- WHAT IS EXPECTED -
Pick the lines holding the string "every" out of the records and copy them.

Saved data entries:
------------------------------
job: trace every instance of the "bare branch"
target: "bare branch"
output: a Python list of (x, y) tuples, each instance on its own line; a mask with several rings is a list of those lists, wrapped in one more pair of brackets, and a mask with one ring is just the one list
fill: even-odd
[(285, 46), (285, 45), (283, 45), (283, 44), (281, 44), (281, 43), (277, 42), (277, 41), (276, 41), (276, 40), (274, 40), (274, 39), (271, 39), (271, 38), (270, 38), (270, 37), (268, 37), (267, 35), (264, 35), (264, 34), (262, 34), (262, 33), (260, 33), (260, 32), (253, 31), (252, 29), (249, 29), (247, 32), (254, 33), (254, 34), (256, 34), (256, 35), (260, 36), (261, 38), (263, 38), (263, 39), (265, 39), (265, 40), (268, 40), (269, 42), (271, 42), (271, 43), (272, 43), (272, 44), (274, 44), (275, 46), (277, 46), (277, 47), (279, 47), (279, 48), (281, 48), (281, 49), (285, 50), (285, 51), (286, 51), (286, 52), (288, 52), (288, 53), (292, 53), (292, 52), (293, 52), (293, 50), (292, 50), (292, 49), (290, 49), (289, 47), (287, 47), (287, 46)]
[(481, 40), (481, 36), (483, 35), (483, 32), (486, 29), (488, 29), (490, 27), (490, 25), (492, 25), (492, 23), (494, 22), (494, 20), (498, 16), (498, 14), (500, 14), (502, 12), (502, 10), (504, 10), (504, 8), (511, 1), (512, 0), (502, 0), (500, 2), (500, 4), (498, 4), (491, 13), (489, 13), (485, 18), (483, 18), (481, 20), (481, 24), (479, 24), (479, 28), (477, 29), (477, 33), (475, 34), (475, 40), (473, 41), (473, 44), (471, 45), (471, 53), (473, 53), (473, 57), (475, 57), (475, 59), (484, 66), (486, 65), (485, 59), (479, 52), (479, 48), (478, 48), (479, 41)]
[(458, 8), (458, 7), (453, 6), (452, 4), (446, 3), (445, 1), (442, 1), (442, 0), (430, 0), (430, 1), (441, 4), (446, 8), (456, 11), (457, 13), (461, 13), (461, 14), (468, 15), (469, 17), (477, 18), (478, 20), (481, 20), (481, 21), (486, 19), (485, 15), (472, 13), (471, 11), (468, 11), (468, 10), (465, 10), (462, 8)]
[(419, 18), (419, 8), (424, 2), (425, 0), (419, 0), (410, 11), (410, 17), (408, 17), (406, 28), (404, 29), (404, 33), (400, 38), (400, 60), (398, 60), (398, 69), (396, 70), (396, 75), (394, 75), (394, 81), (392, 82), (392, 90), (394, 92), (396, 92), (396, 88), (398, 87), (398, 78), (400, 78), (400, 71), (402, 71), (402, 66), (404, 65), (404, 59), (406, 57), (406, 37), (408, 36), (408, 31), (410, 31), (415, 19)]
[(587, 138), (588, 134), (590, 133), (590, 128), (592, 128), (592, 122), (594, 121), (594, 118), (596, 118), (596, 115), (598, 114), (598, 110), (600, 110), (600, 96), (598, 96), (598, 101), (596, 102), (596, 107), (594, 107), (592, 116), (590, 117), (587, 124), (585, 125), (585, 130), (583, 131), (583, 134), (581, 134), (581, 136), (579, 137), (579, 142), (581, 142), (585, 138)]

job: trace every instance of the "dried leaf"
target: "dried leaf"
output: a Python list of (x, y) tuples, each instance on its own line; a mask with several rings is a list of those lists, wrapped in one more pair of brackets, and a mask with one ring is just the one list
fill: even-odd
------------------------------
- YOUR SOLUTION -
job: trace every instance of the "bare branch"
job: trace every instance of the "dried leaf"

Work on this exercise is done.